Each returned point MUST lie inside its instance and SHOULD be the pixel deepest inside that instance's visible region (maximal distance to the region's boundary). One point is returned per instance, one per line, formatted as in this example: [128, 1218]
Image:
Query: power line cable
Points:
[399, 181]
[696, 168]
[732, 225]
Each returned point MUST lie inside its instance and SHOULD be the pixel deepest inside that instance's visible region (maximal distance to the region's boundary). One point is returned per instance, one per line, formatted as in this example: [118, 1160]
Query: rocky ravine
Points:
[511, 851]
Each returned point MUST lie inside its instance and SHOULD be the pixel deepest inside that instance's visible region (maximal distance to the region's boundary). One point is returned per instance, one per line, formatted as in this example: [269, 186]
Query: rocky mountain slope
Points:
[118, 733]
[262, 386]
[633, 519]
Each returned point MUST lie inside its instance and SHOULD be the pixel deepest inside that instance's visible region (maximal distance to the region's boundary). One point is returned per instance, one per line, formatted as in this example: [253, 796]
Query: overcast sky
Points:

Your goal — If a line of the data above contains "rocky", copy it out.

Result —
Query: rocky ravine
Query: rocky mountain slope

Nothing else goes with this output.